▶ Texte cité
§ §

Nous ne trouvons plus de trace du fief du Bois-Herbert avant 1563 et 1584 dates auxquelles Gilles Fortin en rend aveu au duc de Montpensier, comte de Mortain[6]. Un siècle plus tard, c’est Martin de La Chambre, écuyer, sieur des Demaines qui est propriétaire du fief du Bois-Herbert. Il est le fils puîné de Robert de La Chambre, écuyer, seigneur du Vauborel (en Mesnil-Gilbert) et d’Hélène Le Breton (de la famille des seigneurs de la Motte au Mesnil-Gilbert). Il avait épousé Marguerite Legeard, décédée le 23 mars 1686 au Mesnil-Gilbert. En 1692 les héritiers de Martin de La Chambre sont déclarés propriétaires du fief du Bois-Herbert. Henry de La Chambre, fils de Martin, épousera le 12 octobre 1705 au Mesnil-Tôve, Jeanne Charlotte Guesdon (v. 1676-1743) dame du Grand Aunay, fille de Richard Guesdon (v. 1638-1678) sieur de la Mardelle, conseiller du roi, lieutenant de la prévôté générale de Normandie et de Renée Laurette de Savigny (v. 1644-1718). Le couple viendra habiter dans la résidence familiale des Guesdon, au logis du Grand Aunay au Mesnil-Tôve. Le domaine du Bois Herbert devait probablement être occupé par un fermier.
C’est au Grand Aunay qu’Henri de La Chambre, écuyer, sieur du Bois-Herbert meurt à l’âge de 37 ans le 25 décembre 1718. Il sera inhumé le lendemain dans la nef de l’église du Mesnil-Tôve, par le curé du Mesnil-Adelée. C’est leur fille, Élisabeth de La Chambre, baptisée au Mesnil-Tôve le 1er mai 1714 qui héritera du Bois-Herbert et l’apportera à son mari[7], Étienne Julien de Tesson (1702 La Mancellière – 1761 Saint-Jean-de-la-Haize[8]), fils de Robert de Tesson, seigneur et patron de la Mancellière et de Suzanne Caillot.

§ §

▶ Tâche demandée
Relevez toutes les femmes nommées dans le texte sur le fief du Bois-Herbert.

▶ Entrées affichées
§ §

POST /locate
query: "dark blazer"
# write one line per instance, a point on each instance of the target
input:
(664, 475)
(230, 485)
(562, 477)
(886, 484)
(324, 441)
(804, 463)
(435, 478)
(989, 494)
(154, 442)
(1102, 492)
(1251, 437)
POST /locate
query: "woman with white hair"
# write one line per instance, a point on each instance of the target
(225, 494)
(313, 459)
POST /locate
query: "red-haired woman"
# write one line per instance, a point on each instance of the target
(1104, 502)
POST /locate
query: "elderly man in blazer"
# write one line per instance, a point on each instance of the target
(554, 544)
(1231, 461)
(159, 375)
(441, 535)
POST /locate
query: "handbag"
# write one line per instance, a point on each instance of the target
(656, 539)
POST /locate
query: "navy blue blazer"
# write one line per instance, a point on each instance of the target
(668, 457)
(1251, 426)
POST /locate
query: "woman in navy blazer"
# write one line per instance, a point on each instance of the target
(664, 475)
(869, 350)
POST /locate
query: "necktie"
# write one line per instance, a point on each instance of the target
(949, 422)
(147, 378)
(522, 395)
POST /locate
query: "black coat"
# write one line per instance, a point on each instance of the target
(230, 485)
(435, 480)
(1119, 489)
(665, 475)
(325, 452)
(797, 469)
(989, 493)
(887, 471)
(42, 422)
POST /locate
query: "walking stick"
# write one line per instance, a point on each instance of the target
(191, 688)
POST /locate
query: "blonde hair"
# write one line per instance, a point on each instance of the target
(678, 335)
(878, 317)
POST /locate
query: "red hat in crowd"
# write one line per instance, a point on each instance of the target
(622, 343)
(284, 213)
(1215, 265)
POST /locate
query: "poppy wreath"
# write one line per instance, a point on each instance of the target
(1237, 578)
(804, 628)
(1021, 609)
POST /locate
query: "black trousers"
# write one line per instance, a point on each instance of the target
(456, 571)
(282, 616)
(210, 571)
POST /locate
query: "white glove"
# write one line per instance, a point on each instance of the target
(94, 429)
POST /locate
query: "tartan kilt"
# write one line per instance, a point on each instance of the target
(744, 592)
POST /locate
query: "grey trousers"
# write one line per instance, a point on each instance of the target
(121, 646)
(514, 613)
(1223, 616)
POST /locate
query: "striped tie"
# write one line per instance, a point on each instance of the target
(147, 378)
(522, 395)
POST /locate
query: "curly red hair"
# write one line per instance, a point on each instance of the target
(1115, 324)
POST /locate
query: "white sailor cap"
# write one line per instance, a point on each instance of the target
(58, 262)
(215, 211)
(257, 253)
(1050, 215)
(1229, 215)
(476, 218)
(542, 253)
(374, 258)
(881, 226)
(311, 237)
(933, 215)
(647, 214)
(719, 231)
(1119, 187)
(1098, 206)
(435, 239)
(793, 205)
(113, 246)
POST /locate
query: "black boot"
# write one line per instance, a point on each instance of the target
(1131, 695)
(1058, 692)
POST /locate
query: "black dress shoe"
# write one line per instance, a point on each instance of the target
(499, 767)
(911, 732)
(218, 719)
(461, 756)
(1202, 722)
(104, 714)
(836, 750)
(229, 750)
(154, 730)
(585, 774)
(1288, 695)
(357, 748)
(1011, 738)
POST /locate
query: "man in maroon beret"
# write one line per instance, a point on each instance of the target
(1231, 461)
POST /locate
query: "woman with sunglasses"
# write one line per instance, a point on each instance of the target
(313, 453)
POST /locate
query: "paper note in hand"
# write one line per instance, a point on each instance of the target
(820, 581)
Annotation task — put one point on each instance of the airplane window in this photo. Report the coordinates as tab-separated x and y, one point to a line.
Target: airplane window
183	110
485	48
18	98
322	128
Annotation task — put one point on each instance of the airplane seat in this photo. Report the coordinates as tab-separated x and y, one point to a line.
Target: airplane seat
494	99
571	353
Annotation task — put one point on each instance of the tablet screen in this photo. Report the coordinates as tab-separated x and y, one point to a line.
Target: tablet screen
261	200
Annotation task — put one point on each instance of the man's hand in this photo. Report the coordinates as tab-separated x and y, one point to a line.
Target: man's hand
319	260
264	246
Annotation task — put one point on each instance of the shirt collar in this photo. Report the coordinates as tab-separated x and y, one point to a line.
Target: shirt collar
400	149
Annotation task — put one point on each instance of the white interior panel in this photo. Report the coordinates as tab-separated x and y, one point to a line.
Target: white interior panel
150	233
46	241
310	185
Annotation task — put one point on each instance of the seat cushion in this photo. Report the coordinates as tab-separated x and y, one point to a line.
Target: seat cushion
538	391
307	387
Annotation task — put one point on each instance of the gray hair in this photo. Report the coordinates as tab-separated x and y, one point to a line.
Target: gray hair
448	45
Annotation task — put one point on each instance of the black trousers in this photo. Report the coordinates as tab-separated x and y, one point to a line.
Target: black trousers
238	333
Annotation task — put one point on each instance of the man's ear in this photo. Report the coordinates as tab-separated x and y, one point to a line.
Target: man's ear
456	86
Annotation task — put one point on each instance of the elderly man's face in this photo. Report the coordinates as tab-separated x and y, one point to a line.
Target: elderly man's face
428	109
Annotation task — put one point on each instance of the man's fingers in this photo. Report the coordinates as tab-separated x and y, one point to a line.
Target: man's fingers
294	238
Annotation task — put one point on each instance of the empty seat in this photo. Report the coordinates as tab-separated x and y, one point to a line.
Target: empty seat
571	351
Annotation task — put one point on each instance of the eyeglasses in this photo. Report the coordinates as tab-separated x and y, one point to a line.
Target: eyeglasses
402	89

§ §

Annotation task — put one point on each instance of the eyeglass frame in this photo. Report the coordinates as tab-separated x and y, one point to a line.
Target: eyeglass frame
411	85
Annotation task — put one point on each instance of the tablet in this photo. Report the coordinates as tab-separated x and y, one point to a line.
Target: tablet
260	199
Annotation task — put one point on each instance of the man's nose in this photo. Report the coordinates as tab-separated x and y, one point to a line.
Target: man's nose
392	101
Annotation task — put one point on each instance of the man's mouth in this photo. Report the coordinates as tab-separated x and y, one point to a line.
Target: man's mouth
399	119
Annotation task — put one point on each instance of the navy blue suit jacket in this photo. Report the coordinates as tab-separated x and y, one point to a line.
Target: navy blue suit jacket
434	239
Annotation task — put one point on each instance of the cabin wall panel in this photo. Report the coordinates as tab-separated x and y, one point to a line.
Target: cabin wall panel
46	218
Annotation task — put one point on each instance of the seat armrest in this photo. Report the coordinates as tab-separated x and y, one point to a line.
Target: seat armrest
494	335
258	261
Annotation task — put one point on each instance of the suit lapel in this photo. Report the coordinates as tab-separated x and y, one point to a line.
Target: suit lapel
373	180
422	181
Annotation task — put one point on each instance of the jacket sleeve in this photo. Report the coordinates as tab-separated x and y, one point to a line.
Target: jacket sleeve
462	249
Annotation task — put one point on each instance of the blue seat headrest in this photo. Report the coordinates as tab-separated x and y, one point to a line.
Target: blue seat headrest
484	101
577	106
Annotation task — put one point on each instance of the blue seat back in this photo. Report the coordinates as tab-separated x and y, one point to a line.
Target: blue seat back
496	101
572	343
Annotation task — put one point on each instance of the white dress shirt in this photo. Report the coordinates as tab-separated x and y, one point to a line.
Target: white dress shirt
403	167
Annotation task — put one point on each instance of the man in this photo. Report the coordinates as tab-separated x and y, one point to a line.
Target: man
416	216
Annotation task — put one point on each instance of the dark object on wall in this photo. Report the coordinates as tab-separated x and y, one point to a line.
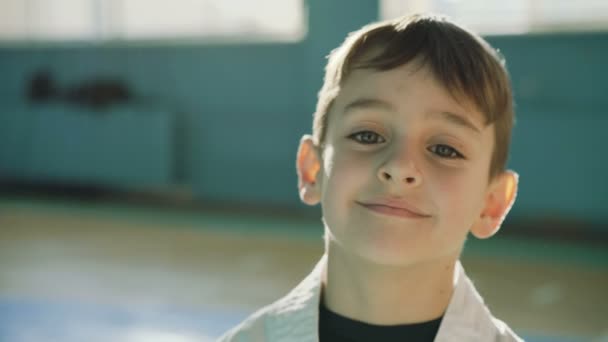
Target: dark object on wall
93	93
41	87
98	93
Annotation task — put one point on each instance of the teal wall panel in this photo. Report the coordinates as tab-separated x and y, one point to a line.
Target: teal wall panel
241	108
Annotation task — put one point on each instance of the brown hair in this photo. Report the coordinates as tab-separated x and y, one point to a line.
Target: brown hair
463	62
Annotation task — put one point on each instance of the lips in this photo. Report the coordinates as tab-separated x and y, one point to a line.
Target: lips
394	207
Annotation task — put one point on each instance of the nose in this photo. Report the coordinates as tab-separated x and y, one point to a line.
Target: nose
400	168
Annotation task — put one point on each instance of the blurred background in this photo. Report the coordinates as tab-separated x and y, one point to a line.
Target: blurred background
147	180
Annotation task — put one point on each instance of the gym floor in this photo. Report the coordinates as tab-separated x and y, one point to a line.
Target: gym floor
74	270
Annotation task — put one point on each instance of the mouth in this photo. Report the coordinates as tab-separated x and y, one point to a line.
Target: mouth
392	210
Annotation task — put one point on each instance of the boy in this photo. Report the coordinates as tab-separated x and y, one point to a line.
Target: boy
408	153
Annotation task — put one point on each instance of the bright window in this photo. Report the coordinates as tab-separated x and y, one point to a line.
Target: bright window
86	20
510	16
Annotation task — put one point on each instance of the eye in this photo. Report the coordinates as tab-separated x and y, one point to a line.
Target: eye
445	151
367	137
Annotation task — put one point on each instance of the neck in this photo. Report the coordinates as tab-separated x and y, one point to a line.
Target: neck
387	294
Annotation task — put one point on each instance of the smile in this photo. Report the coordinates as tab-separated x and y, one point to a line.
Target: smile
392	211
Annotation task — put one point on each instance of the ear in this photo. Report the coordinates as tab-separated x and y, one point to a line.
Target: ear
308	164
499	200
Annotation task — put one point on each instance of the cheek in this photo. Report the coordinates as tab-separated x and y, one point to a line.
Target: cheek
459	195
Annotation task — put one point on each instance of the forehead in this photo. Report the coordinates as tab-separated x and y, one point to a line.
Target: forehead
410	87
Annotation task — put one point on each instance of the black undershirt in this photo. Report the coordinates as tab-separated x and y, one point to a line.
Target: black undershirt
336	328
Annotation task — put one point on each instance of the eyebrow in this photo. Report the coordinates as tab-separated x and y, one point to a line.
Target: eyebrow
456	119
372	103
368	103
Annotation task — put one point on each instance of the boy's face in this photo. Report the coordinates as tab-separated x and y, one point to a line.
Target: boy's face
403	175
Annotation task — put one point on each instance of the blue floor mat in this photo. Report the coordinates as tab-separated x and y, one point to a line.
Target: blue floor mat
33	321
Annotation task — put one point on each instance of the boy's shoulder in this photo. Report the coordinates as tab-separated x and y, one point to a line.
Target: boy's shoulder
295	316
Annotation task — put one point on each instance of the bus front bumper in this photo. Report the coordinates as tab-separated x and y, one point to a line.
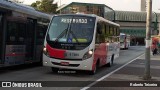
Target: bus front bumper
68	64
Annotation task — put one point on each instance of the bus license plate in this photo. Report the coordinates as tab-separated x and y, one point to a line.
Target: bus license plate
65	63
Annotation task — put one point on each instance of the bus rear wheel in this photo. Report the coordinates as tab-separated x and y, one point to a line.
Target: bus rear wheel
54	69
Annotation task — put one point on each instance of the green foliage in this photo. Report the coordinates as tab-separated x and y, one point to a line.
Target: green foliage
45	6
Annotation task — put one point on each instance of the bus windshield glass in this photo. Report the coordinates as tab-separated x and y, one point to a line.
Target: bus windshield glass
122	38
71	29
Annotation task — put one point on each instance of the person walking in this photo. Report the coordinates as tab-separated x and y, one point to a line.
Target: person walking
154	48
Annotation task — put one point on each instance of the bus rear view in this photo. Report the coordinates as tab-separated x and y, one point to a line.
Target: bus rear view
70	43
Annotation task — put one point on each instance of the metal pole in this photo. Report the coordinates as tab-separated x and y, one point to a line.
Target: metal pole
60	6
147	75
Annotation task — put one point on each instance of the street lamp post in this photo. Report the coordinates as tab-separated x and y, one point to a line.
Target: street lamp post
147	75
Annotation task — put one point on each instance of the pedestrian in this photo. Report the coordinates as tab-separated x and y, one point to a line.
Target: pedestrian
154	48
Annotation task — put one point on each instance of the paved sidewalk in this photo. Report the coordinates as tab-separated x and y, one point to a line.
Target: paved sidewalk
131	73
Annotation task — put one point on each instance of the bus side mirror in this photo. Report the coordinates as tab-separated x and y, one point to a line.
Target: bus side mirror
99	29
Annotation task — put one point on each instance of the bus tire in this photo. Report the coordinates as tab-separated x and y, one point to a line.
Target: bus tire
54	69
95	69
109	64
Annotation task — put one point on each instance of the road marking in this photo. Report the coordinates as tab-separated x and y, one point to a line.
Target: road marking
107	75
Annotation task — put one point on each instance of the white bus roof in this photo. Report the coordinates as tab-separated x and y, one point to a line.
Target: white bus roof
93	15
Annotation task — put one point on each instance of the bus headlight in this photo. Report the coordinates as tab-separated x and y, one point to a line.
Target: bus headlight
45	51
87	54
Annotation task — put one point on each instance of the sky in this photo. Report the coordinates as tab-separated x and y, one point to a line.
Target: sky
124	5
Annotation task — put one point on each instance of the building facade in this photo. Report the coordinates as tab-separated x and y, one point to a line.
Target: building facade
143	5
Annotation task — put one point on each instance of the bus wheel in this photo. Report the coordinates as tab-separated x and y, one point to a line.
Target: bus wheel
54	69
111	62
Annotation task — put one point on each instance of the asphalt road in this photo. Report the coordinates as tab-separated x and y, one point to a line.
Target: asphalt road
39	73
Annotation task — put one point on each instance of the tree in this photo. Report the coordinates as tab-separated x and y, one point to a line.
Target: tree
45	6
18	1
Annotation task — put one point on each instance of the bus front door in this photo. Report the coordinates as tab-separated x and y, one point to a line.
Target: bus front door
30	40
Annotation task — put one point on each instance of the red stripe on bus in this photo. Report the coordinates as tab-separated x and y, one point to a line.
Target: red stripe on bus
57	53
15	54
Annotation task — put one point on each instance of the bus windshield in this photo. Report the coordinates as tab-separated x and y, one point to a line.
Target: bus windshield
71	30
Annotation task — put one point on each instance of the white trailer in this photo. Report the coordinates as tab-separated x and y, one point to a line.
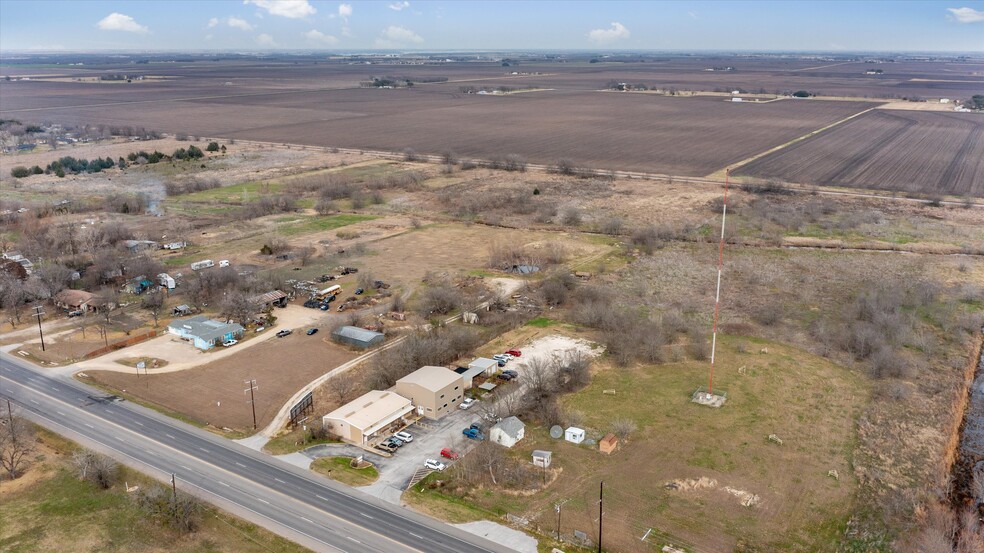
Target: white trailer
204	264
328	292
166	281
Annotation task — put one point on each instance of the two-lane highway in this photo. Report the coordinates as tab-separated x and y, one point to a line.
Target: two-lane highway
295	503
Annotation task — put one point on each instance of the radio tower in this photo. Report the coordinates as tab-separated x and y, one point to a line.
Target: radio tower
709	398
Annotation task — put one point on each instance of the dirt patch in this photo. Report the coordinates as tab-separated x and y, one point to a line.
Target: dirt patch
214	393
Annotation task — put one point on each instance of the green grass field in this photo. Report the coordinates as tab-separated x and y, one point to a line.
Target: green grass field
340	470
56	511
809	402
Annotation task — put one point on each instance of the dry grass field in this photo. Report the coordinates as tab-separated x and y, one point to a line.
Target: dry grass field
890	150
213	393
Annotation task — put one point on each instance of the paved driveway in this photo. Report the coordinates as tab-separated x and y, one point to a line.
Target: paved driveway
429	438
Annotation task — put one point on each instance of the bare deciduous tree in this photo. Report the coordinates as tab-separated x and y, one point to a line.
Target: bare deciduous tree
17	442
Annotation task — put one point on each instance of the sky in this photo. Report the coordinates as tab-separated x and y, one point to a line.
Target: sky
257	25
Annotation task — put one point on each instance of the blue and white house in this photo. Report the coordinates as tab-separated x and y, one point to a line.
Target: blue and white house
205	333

§ §

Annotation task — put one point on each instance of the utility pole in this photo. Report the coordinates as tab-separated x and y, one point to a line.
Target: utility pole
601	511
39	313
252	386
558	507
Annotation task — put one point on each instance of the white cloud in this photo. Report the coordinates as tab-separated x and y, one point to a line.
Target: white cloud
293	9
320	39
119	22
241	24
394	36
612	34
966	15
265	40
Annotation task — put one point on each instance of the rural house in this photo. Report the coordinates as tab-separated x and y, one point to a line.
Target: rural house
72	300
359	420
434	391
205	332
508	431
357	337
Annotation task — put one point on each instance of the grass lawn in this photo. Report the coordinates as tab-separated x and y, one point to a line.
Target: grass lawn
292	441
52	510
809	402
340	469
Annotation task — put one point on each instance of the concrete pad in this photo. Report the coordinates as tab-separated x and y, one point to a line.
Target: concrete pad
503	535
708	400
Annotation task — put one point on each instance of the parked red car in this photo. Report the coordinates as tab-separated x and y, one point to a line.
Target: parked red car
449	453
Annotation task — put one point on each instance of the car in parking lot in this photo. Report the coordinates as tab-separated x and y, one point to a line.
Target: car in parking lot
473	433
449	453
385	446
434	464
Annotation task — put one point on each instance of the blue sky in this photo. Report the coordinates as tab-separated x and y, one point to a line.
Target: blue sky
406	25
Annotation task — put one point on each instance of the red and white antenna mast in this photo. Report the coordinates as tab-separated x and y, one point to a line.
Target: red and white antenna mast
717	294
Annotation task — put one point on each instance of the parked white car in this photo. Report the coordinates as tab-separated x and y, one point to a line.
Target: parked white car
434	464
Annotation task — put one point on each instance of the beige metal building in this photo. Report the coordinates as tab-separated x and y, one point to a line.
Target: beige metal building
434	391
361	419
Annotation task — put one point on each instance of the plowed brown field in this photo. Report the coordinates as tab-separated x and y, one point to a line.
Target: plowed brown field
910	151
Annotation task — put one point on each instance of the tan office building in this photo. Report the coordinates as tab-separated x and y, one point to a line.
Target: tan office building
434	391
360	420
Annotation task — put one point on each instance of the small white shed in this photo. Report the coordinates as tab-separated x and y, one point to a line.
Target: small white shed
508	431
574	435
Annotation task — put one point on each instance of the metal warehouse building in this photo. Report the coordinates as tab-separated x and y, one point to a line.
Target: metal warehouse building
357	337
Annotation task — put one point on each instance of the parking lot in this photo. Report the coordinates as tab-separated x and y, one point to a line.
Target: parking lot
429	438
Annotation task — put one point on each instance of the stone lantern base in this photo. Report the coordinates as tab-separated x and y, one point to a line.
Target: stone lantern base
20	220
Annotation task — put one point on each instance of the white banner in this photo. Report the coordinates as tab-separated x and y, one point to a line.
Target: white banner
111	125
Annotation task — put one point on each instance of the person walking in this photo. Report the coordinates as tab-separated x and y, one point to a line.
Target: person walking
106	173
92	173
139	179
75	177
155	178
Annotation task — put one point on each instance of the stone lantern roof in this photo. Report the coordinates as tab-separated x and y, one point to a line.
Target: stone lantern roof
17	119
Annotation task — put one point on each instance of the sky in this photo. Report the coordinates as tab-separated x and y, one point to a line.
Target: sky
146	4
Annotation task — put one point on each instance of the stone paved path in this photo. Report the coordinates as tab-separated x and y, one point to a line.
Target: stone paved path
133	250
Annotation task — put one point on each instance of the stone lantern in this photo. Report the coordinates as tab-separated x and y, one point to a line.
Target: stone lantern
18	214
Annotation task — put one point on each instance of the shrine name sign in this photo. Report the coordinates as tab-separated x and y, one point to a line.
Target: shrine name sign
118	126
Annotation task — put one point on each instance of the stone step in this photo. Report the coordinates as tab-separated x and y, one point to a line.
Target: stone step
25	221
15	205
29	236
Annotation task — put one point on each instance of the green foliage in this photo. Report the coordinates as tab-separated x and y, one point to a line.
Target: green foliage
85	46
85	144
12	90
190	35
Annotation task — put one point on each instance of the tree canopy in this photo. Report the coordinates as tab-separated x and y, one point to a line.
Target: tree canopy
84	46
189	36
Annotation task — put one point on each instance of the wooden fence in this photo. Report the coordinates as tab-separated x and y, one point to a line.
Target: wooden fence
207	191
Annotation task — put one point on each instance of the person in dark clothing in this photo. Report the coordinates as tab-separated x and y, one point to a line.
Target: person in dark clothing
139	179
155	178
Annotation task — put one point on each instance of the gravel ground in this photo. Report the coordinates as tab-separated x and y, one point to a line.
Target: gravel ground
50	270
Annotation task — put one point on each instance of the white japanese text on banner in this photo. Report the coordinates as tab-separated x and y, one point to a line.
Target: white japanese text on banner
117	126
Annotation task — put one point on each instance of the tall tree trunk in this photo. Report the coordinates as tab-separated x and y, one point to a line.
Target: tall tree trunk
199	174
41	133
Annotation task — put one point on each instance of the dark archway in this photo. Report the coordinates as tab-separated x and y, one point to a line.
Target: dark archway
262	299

§ §

▶ Réponse complète
- Hélène Le Breton
- Marguerite Legeard
- Jeanne Charlotte Guesdon
- Renée Laurette de Savigny
- Élisabeth de La Chambre
- Suzanne Caillot